What you need to do>
Each entry below must be given again word for word, with no pictures.

Image point grounding data:
= = =
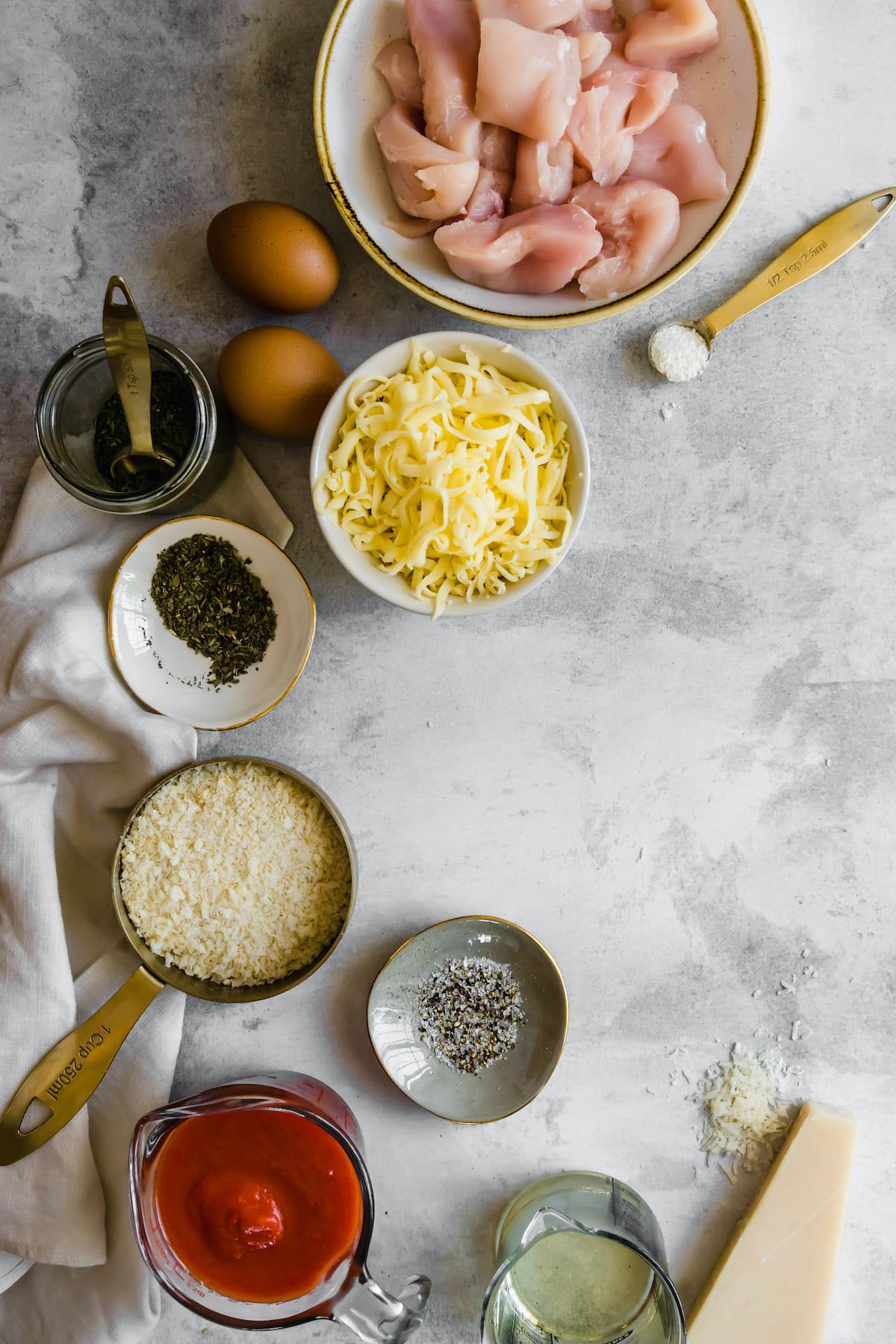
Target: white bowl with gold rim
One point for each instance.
(507, 359)
(166, 673)
(729, 87)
= = =
Exercise result>
Target: white bowl with gold rim
One point for each instance.
(507, 359)
(166, 673)
(729, 87)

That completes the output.